═════ ROWS ═════

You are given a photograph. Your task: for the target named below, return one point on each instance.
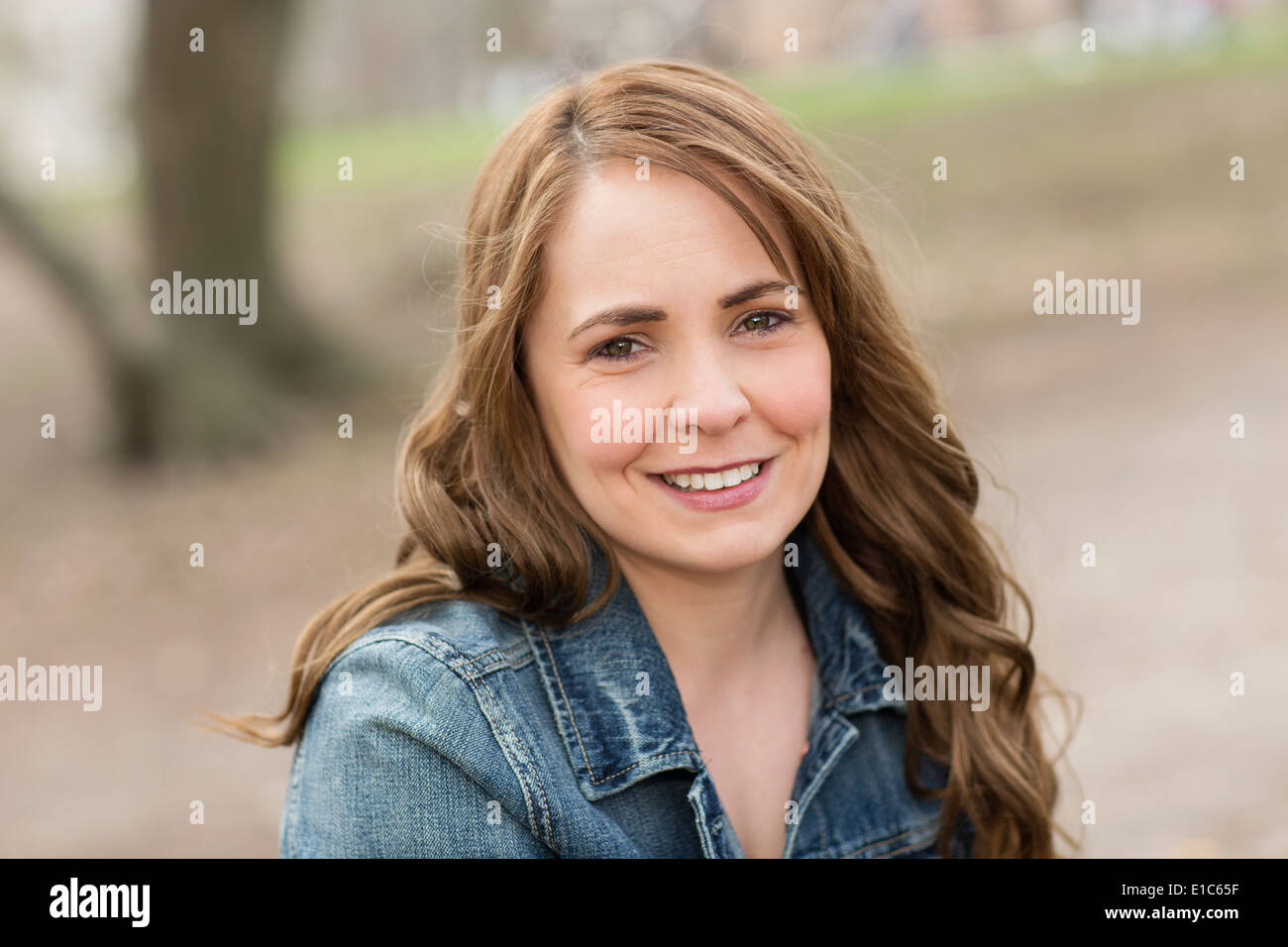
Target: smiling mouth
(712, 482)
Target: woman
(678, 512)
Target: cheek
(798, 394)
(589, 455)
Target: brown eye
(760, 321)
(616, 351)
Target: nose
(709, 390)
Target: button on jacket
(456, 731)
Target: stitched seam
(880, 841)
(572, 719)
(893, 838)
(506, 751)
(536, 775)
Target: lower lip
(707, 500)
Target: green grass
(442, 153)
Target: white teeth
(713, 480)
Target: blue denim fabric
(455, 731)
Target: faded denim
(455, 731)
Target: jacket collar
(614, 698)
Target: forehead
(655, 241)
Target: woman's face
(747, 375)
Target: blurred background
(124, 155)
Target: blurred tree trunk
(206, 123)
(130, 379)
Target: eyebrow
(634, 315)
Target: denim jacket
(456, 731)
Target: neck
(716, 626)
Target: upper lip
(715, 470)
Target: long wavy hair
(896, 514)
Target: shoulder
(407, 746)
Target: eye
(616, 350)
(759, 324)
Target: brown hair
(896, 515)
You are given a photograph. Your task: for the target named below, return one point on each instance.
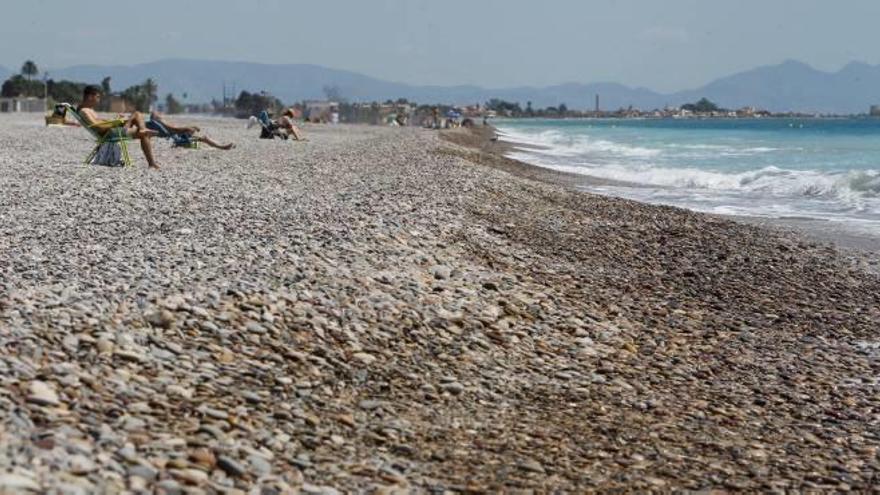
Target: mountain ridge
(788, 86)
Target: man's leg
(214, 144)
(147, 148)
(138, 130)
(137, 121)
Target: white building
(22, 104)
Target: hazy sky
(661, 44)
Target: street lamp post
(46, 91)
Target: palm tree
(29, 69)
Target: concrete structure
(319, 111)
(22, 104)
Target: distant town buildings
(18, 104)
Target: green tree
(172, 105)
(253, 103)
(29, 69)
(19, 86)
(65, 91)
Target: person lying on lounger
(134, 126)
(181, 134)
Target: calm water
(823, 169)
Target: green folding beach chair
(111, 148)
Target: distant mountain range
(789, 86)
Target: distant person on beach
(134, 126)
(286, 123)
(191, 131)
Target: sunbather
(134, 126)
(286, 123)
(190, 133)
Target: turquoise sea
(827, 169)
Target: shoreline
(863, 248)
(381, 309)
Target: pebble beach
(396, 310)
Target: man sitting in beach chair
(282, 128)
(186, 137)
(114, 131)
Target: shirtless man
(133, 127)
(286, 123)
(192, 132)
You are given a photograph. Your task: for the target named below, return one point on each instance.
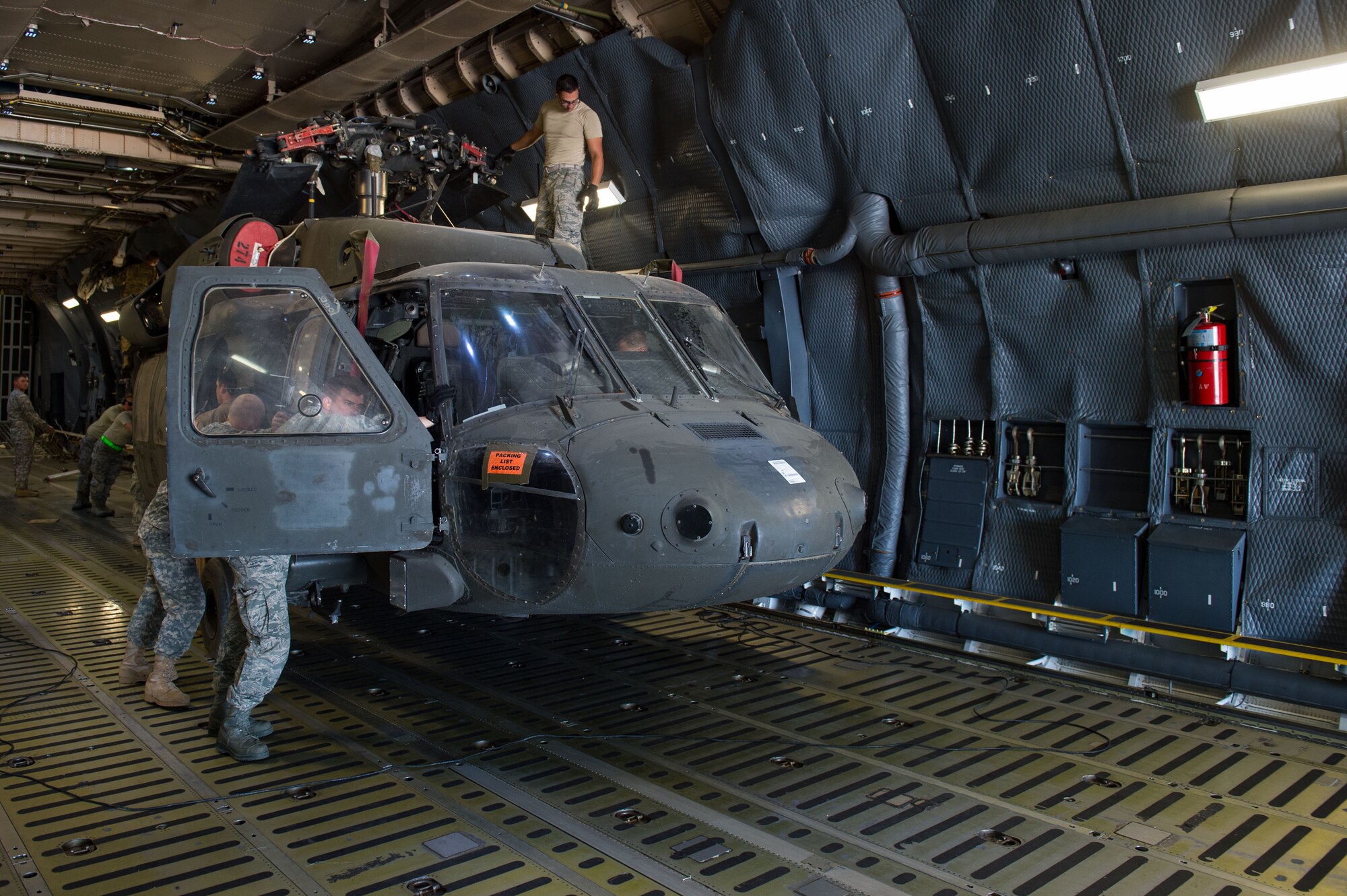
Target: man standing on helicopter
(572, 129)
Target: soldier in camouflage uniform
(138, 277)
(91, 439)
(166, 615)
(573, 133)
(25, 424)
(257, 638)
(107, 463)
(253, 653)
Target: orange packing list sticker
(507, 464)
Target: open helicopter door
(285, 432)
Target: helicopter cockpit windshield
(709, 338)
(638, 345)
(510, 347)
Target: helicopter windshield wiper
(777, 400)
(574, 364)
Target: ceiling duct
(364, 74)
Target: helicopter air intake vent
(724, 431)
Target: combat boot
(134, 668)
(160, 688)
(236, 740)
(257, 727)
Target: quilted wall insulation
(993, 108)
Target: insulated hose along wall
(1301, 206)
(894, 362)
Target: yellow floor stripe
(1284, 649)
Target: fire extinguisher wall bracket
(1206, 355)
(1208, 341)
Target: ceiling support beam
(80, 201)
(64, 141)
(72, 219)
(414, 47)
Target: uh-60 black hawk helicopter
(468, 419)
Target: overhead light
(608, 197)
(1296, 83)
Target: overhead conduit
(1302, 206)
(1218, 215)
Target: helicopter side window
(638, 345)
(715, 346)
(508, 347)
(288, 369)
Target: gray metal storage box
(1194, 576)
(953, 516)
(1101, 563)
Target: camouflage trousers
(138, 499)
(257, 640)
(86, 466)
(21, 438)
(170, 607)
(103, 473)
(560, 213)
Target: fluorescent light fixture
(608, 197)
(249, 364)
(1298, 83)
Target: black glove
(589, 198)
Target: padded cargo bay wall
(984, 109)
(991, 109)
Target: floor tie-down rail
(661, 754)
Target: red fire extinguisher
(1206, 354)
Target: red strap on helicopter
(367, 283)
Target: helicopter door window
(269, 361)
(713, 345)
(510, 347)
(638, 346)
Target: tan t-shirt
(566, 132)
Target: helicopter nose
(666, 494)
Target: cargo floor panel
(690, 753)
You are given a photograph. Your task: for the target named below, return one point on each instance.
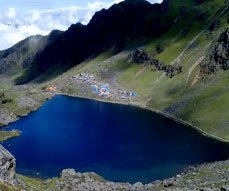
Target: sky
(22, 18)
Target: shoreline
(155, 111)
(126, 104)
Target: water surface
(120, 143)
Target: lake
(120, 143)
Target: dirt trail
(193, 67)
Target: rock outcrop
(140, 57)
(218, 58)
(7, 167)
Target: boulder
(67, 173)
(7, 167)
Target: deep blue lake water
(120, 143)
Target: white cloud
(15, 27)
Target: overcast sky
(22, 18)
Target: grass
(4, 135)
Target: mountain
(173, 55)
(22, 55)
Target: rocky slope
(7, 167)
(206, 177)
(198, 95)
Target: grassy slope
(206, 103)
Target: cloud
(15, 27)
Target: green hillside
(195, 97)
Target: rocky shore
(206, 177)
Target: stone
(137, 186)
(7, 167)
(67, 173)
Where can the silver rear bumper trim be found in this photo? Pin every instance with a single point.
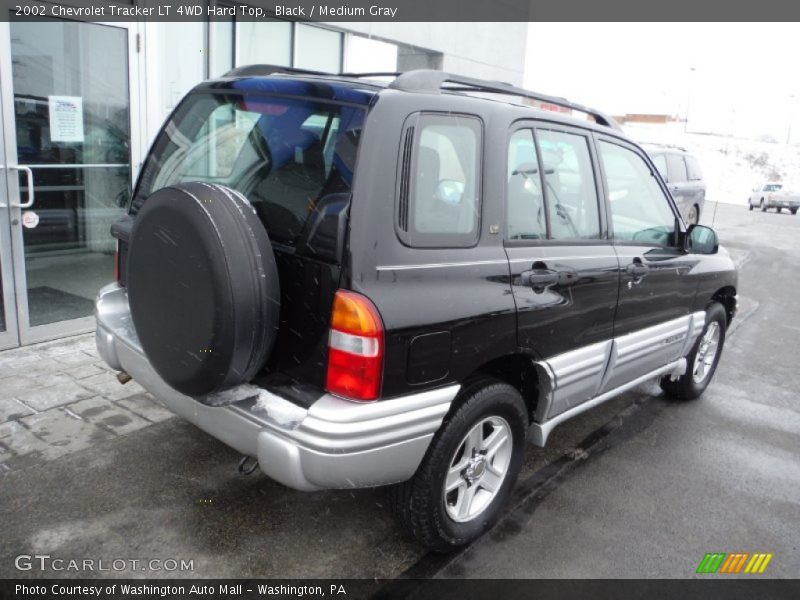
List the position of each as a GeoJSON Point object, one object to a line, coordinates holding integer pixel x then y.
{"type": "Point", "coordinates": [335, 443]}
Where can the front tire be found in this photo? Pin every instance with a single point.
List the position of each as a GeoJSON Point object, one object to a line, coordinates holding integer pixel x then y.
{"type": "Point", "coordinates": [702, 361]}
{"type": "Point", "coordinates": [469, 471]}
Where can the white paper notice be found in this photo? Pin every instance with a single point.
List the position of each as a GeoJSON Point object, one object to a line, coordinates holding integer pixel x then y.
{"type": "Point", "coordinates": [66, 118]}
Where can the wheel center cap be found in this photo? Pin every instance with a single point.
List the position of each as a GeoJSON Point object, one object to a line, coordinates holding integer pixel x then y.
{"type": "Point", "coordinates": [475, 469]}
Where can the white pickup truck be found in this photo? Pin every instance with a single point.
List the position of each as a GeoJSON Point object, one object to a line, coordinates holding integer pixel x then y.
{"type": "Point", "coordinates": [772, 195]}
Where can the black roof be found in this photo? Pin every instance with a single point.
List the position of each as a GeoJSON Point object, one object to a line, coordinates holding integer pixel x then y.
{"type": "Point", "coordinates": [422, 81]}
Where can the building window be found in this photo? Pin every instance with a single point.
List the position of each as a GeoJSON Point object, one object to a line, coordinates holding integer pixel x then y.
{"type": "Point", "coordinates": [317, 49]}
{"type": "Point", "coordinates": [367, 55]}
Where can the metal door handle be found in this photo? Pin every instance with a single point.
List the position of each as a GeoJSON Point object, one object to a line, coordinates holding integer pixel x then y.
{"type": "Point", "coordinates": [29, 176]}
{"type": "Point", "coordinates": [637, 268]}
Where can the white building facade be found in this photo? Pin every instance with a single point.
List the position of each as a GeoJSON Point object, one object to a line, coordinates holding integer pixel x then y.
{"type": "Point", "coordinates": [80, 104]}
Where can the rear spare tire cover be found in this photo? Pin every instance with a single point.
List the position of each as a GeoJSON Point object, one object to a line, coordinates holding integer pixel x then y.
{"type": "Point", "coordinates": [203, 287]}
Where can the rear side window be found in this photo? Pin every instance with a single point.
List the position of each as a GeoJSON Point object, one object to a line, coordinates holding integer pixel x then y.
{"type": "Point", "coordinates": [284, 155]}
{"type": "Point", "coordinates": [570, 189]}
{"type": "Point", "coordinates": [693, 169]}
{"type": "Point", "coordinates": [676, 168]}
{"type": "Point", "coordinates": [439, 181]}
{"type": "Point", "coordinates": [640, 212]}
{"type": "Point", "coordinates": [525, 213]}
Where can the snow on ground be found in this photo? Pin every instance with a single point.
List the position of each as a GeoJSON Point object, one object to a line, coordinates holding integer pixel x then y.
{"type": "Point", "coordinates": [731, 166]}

═════

THE PROBLEM: Give an exact reproduction of every line, leaving out any picture.

WRITTEN RESPONSE:
You are given a photograph. Your task: for the target named below, return one point on each instance.
Target: smiling mouth
(712, 482)
Target: woman
(678, 512)
Target: cheek
(798, 394)
(589, 455)
Target: brown eye
(760, 321)
(616, 351)
Target: nose
(709, 390)
Target: button on jacket
(456, 731)
Target: stitched seam
(880, 841)
(572, 719)
(893, 838)
(506, 751)
(536, 775)
Target: lower lip
(707, 500)
Target: green grass
(442, 153)
Target: white teeth
(713, 480)
Target: blue denim fabric
(455, 731)
Target: faded denim
(455, 731)
Target: jacket collar
(614, 698)
Target: forehead
(655, 241)
Target: woman's face
(747, 375)
Target: blurred background
(124, 155)
Target: blurred tree trunk
(206, 123)
(130, 379)
Target: eyebrow
(634, 315)
Target: denim jacket
(456, 731)
Target: neck
(716, 626)
Target: upper lip
(715, 470)
Target: long wavy hair
(896, 514)
Target: shoulder
(407, 746)
Target: eye
(616, 350)
(759, 324)
Target: brown hair
(896, 515)
You are given a photograph. Your task: for the target named below, return one point on each instance.
Target: mountain ridge
(788, 86)
Target: man's leg
(214, 144)
(147, 148)
(138, 130)
(137, 121)
Target: white building
(22, 104)
Target: hazy sky
(661, 44)
Target: street lamp post
(46, 91)
Target: palm tree
(29, 69)
Target: concrete structure
(319, 111)
(22, 104)
Target: distant town buildings
(18, 104)
Target: green tree
(172, 105)
(253, 103)
(29, 69)
(19, 86)
(65, 91)
Target: person lying on lounger
(134, 126)
(181, 134)
Target: calm water
(823, 169)
Target: green folding beach chair
(111, 148)
Target: distant mountain range
(789, 86)
Target: distant person on beach
(134, 126)
(286, 123)
(191, 131)
Target: sunbather
(134, 126)
(286, 123)
(190, 133)
Target: turquoise sea
(827, 169)
Target: shoreline
(863, 248)
(381, 309)
Target: pebble beach
(396, 310)
Target: man sitting in beach chair
(282, 128)
(186, 137)
(114, 131)
Target: shirtless man
(133, 127)
(286, 123)
(192, 132)
You are given a photograph. Your task: for the target named below, return one point on each instance.
Target: man standing on helicopter
(572, 129)
Target: soldier in camouflage uniform
(138, 277)
(91, 439)
(166, 615)
(573, 133)
(25, 424)
(257, 638)
(107, 463)
(253, 653)
Target: orange packing list sticker
(507, 464)
Target: open helicopter door
(285, 432)
Target: helicopter cockpit windshield
(709, 338)
(638, 345)
(510, 347)
Target: helicopter windshield wiper
(777, 400)
(574, 364)
Target: ceiling duct
(364, 74)
Target: helicopter air intake vent
(724, 431)
Target: combat boot
(134, 668)
(160, 688)
(236, 740)
(257, 727)
Target: quilted wall insulation
(993, 108)
Target: insulated hose along wall
(1301, 206)
(894, 362)
Target: yellow floor stripe
(1284, 649)
Target: fire extinguisher wall bracket
(1206, 355)
(1208, 341)
Target: ceiling support beam
(80, 201)
(64, 141)
(72, 219)
(414, 47)
Target: uh-60 black hawk helicopter
(468, 419)
Target: overhead light
(608, 197)
(1296, 83)
Target: overhead conduit
(1302, 206)
(1218, 215)
Target: helicopter side window
(638, 345)
(715, 346)
(508, 347)
(288, 369)
Target: gray metal storage box
(1194, 576)
(953, 516)
(1101, 563)
Target: camouflage trousers
(138, 499)
(257, 640)
(86, 466)
(21, 438)
(170, 607)
(103, 473)
(560, 213)
Target: fluorescent light fixture
(608, 197)
(249, 364)
(1298, 83)
Target: black glove
(589, 198)
Target: padded cargo bay wall
(984, 109)
(991, 109)
Target: floor tie-down rail
(661, 754)
Target: red fire extinguisher
(1206, 354)
Target: red strap on helicopter
(367, 283)
Target: helicopter door window
(269, 361)
(713, 345)
(510, 347)
(638, 346)
Target: tan t-shirt
(566, 132)
Target: helicopter nose
(666, 494)
Target: cargo floor panel
(690, 753)
You are given a photograph. Your task: for the target named below, return one point on each instance.
Target: sky
(22, 18)
Target: shoreline
(155, 111)
(126, 104)
Target: water surface
(120, 143)
Target: lake
(120, 143)
Target: dirt trail
(193, 67)
Target: rock outcrop
(140, 57)
(218, 58)
(7, 167)
Target: boulder
(67, 173)
(7, 167)
Target: deep blue lake water
(120, 143)
Target: white cloud
(15, 27)
Target: overcast sky
(22, 18)
Target: grass
(4, 135)
Target: mountain
(173, 55)
(22, 55)
Target: rocky slope
(7, 167)
(206, 177)
(198, 95)
Target: grassy slope
(206, 103)
Target: cloud
(15, 27)
Target: green hillside
(195, 97)
Target: rocky shore
(206, 177)
Target: stone
(137, 186)
(7, 167)
(67, 173)
Where can the silver rear bumper trim be found in this photo? Pin every instance with a single point.
List the position of each as a GeoJSON Point object, one object to a line, coordinates holding integer pixel x then y.
{"type": "Point", "coordinates": [335, 443]}
Where can the front tire be found in this photo? Pin every instance with a single point.
List the position of each as a GeoJSON Point object, one object to a line, coordinates holding integer pixel x then y.
{"type": "Point", "coordinates": [702, 361]}
{"type": "Point", "coordinates": [469, 471]}
Where can the white paper notice be found in this photo? Pin every instance with a single point.
List the position of each as a GeoJSON Point object, one object to a line, coordinates holding integer pixel x then y.
{"type": "Point", "coordinates": [66, 118]}
Where can the wheel center cap be found in this photo? Pin every instance with a single point.
List the position of each as a GeoJSON Point object, one object to a line, coordinates holding integer pixel x then y.
{"type": "Point", "coordinates": [475, 469]}
Where can the white pickup truck be found in this photo? Pin every instance with a single point.
List the position of each as a GeoJSON Point object, one object to a line, coordinates holding integer pixel x then y.
{"type": "Point", "coordinates": [772, 195]}
Where can the black roof be found in this photo? Pin every instance with a single point.
List the position of each as a GeoJSON Point object, one object to a line, coordinates holding integer pixel x then y.
{"type": "Point", "coordinates": [422, 81]}
Where can the building window be found in this photo? Pin every instance with a single point.
List the position of each as a GeoJSON Point object, one object to a line, coordinates holding integer pixel x then y.
{"type": "Point", "coordinates": [317, 49]}
{"type": "Point", "coordinates": [367, 55]}
Where can the metal door handle be found in this photo? Pin every instance with a single point.
List the position of each as a GeoJSON Point object, one object to a line, coordinates holding integer pixel x then y.
{"type": "Point", "coordinates": [29, 176]}
{"type": "Point", "coordinates": [637, 268]}
Where can the white building facade be found in this photo? Pin every instance with a single point.
List the position of each as a GeoJSON Point object, one object to a line, coordinates holding integer pixel x then y.
{"type": "Point", "coordinates": [80, 104]}
Where can the rear spare tire cover be found in this photo? Pin every instance with a single point.
List the position of each as a GeoJSON Point object, one object to a line, coordinates holding integer pixel x then y.
{"type": "Point", "coordinates": [203, 287]}
Where can the rear side window be found in this photo? Pin every instance with a single point.
List the position of each as a GeoJSON Point object, one object to a line, coordinates holding integer pixel x then y.
{"type": "Point", "coordinates": [284, 155]}
{"type": "Point", "coordinates": [570, 189]}
{"type": "Point", "coordinates": [693, 169]}
{"type": "Point", "coordinates": [676, 168]}
{"type": "Point", "coordinates": [439, 181]}
{"type": "Point", "coordinates": [640, 212]}
{"type": "Point", "coordinates": [525, 213]}
Where can the snow on ground be found in this photo? Pin every instance with a single point.
List the position of each as a GeoJSON Point object, one object to a line, coordinates holding integer pixel x then y.
{"type": "Point", "coordinates": [731, 166]}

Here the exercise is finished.